Directions for this task:
Output the data below in full, byte for byte. Nothing may differ.

Provided records:
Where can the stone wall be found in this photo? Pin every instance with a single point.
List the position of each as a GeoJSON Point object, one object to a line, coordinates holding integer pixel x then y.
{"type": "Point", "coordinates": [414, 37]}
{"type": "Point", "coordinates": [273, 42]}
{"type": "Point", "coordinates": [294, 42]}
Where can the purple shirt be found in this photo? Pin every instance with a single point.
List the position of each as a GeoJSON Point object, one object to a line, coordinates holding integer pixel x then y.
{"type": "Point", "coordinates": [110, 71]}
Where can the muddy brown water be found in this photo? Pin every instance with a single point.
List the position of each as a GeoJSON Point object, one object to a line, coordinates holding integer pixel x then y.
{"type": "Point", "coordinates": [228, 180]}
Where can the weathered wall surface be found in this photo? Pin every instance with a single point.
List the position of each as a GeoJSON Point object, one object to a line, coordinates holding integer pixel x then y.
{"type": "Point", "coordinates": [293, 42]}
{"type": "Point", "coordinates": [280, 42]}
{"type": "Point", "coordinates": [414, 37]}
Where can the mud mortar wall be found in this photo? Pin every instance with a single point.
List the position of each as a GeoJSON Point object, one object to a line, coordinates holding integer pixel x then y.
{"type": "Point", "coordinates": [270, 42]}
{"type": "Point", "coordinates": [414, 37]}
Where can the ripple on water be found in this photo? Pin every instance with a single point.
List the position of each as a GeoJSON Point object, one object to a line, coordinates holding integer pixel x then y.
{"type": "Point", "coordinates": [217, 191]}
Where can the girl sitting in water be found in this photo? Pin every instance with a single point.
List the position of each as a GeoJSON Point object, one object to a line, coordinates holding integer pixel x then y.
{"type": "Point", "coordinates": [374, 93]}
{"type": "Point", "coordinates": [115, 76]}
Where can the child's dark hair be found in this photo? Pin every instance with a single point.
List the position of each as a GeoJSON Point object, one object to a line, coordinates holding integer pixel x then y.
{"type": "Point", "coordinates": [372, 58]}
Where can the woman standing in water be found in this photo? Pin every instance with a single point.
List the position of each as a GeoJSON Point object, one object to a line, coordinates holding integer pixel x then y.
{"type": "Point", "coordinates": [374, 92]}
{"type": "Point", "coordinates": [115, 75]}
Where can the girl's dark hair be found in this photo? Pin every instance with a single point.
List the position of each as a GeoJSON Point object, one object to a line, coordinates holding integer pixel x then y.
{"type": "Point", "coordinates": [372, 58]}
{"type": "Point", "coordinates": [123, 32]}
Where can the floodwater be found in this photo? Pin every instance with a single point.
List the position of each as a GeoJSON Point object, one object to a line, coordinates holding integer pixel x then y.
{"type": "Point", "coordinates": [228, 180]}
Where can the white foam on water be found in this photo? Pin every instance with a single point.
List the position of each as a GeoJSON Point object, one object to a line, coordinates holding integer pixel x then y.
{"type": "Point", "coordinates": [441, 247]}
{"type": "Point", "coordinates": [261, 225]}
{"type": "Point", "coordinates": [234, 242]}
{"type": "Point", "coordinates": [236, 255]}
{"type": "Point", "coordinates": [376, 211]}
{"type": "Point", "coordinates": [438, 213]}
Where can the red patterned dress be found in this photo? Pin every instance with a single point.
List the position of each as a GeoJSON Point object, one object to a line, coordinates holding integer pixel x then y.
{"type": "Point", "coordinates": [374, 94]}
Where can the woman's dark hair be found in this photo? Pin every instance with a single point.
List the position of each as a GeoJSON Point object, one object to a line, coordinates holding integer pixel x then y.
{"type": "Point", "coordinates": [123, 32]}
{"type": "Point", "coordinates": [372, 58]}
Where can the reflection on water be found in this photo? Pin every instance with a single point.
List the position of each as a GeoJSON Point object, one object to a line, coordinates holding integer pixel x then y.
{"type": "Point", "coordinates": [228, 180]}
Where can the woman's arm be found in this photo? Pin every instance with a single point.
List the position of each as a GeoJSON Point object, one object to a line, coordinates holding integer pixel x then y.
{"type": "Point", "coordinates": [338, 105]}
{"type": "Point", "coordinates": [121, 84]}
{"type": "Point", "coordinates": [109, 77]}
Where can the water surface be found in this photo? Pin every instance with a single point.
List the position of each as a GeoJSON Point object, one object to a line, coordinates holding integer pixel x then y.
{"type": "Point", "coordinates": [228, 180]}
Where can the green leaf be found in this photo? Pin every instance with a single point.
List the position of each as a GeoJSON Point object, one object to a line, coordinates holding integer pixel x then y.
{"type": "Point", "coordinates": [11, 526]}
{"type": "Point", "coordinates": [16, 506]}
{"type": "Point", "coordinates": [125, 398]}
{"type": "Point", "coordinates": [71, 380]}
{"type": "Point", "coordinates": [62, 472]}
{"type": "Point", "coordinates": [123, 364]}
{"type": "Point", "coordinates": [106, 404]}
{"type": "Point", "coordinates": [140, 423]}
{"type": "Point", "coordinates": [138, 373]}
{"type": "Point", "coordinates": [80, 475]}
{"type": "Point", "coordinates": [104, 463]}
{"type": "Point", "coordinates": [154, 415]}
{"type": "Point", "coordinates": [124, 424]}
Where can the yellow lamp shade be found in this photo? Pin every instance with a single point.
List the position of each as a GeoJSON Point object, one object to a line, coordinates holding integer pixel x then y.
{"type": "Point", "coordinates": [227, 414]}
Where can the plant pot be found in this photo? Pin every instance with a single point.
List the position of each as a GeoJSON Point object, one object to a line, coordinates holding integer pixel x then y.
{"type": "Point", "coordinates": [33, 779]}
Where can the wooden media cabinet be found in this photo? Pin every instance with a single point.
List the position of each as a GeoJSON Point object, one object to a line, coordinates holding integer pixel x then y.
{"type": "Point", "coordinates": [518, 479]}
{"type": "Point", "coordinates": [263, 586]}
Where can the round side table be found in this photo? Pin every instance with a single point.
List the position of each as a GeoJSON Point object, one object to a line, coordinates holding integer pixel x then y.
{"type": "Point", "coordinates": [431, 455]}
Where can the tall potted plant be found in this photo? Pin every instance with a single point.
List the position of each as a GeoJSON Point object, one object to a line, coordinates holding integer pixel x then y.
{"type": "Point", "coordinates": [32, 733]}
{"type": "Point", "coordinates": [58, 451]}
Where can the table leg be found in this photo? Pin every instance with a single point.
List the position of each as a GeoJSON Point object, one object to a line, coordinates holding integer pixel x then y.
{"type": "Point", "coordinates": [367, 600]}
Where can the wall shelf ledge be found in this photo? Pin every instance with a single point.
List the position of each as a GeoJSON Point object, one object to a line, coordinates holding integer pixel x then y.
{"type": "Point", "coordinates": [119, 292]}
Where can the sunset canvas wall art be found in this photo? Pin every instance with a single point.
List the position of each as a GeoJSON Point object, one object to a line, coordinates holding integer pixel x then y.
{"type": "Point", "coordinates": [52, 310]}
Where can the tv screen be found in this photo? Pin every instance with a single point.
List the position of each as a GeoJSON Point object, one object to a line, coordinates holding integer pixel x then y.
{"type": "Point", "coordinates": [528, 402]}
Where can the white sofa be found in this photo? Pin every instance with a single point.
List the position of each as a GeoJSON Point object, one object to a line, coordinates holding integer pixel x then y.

Final answer:
Where can the stone wall be found in this photo? Pin every instance with a single point.
List the position of each as a GeoJSON Point object, one object to a line, coordinates holding integer pixel x then y.
{"type": "Point", "coordinates": [414, 37]}
{"type": "Point", "coordinates": [273, 42]}
{"type": "Point", "coordinates": [294, 42]}
Where can the purple shirt be found in this photo? Pin every instance with a single point.
List the position of each as a GeoJSON Point object, one object to a line, coordinates holding integer pixel x then y.
{"type": "Point", "coordinates": [110, 71]}
Where can the muddy brown water be found in this photo? Pin every instance with a single point.
List the position of each as a GeoJSON Point object, one object to a line, coordinates holding integer pixel x then y.
{"type": "Point", "coordinates": [228, 180]}
Where can the weathered wall surface be found in this photo? Pin every instance with a single point.
List the position of each as a GeoJSON Point object, one object to a line, coordinates holding integer pixel x then y.
{"type": "Point", "coordinates": [293, 42]}
{"type": "Point", "coordinates": [280, 42]}
{"type": "Point", "coordinates": [414, 37]}
Where can the mud mortar wall be found in this photo? Pin every instance with a single point.
List the position of each as a GeoJSON Point object, one object to a line, coordinates holding integer pixel x then y.
{"type": "Point", "coordinates": [270, 42]}
{"type": "Point", "coordinates": [414, 37]}
Where can the ripple on water be found in this photo? Pin every instance with a single point.
List the position of each as a GeoJSON Point object, one object to a line, coordinates holding integer pixel x then y.
{"type": "Point", "coordinates": [217, 191]}
Where can the girl sitting in water be found in this photo? Pin every instance with a single point.
List the position of each as a GeoJSON Point object, one object to a line, coordinates holding integer pixel x then y.
{"type": "Point", "coordinates": [374, 93]}
{"type": "Point", "coordinates": [115, 76]}
Where can the child's dark hair be found in this photo? Pin every instance with a single point.
List the position of each as a GeoJSON Point object, one object to a line, coordinates holding integer pixel x then y.
{"type": "Point", "coordinates": [372, 58]}
Where can the woman standing in water be found in this photo? Pin every instance with a single point.
List the position of each as a GeoJSON Point object, one object to a line, coordinates holding integer pixel x then y.
{"type": "Point", "coordinates": [374, 92]}
{"type": "Point", "coordinates": [115, 75]}
Where can the girl's dark hair be found in this photo? Pin every instance with a single point.
List the position of each as a GeoJSON Point object, one object to a line, coordinates holding integer pixel x then y.
{"type": "Point", "coordinates": [372, 58]}
{"type": "Point", "coordinates": [123, 32]}
Where can the floodwater be found in this photo? Pin every instance with a single point.
List the position of each as a GeoJSON Point object, one object to a line, coordinates holding integer pixel x then y.
{"type": "Point", "coordinates": [228, 180]}
Where can the white foam on water be found in this photo? Pin every instance with a single point.
List the position of each as a GeoJSON Point object, one object to a line, coordinates holding integer pixel x then y.
{"type": "Point", "coordinates": [441, 247]}
{"type": "Point", "coordinates": [261, 225]}
{"type": "Point", "coordinates": [234, 242]}
{"type": "Point", "coordinates": [236, 255]}
{"type": "Point", "coordinates": [376, 211]}
{"type": "Point", "coordinates": [438, 213]}
Where can the red patterned dress be found in this photo? Pin every instance with a single point.
List the position of each as a GeoJSON Point object, one object to a line, coordinates holding integer pixel x then y.
{"type": "Point", "coordinates": [374, 94]}
Where can the woman's dark hair be found in this photo? Pin every instance with a single point.
List the position of each as a GeoJSON Point object, one object to a line, coordinates holding integer pixel x then y.
{"type": "Point", "coordinates": [123, 32]}
{"type": "Point", "coordinates": [372, 58]}
Where can the reflection on water be found in this photo? Pin every instance with a single point.
List the position of each as a GeoJSON Point object, one object to a line, coordinates holding integer pixel x then y.
{"type": "Point", "coordinates": [228, 180]}
Where can the woman's arm be found in this photo? Pin every instance with a single point.
List the position of each as a GeoJSON Point object, one object to a line, coordinates holding integer pixel x then y.
{"type": "Point", "coordinates": [338, 105]}
{"type": "Point", "coordinates": [121, 84]}
{"type": "Point", "coordinates": [109, 77]}
Where can the water surface be found in this photo? Pin every instance with a single point.
List the position of each as a GeoJSON Point object, one object to a line, coordinates holding integer pixel x then y.
{"type": "Point", "coordinates": [228, 180]}
Where can the green leaf be found in this photo? Pin every instance with a single point.
List the position of each as a GeoJSON Point object, one object to a line, coordinates holding integer pixel x then y.
{"type": "Point", "coordinates": [11, 526]}
{"type": "Point", "coordinates": [16, 506]}
{"type": "Point", "coordinates": [125, 398]}
{"type": "Point", "coordinates": [71, 380]}
{"type": "Point", "coordinates": [62, 472]}
{"type": "Point", "coordinates": [123, 364]}
{"type": "Point", "coordinates": [106, 404]}
{"type": "Point", "coordinates": [140, 423]}
{"type": "Point", "coordinates": [138, 373]}
{"type": "Point", "coordinates": [80, 475]}
{"type": "Point", "coordinates": [104, 463]}
{"type": "Point", "coordinates": [154, 415]}
{"type": "Point", "coordinates": [124, 424]}
Where can the yellow lamp shade be found in this photo? Pin every instance with a single point.
List the position of each as a GeoJSON Point object, one object to a line, coordinates holding integer pixel x then y.
{"type": "Point", "coordinates": [227, 414]}
Where can the plant pot be found in this photo? Pin every instance with a single point.
List the position of each as a GeoJSON Point object, one object to a line, coordinates holding integer pixel x then y.
{"type": "Point", "coordinates": [33, 779]}
Where can the wooden media cabinet be found in this photo? Pin every instance with a single point.
List the position of each as a GeoJSON Point object, one object to a line, coordinates holding integer pixel x then y.
{"type": "Point", "coordinates": [518, 479]}
{"type": "Point", "coordinates": [263, 586]}
Where can the round side table be found in this photo? Pin every instance with a single point.
List the position of each as a GeoJSON Point object, one object to a line, coordinates holding integer pixel x then y.
{"type": "Point", "coordinates": [431, 455]}
Where can the tall potted plant be found in this photo? Pin every instance with a single point.
List the position of each as a GeoJSON Point object, one object to a line, coordinates holding integer pixel x then y.
{"type": "Point", "coordinates": [32, 733]}
{"type": "Point", "coordinates": [58, 451]}
Where can the table leg be found in this photo? Pin every instance with a single point.
List the position of each as a GeoJSON Point object, one object to a line, coordinates holding integer pixel x then y.
{"type": "Point", "coordinates": [367, 600]}
Where can the wall shelf ledge be found in this photo? Pin every instance with a single point.
List the position of each as a GeoJSON Point object, one object to a line, coordinates holding integer pixel x then y.
{"type": "Point", "coordinates": [119, 292]}
Where can the sunset canvas wall art be found in this photo? Pin every instance with a single point.
List the position of each as a GeoJSON Point object, one object to a line, coordinates holding integer pixel x then y.
{"type": "Point", "coordinates": [52, 310]}
Where can the tv screen be found in this photo? Pin every instance with a single point.
List the position of each as a GeoJSON Point object, one object to a line, coordinates holding integer pixel x then y.
{"type": "Point", "coordinates": [528, 402]}
Where can the white sofa be found in this photo? Pin every instance with a single point.
List the position of each as a GeoJSON Point object, one object to a line, coordinates holding integer pixel x then y.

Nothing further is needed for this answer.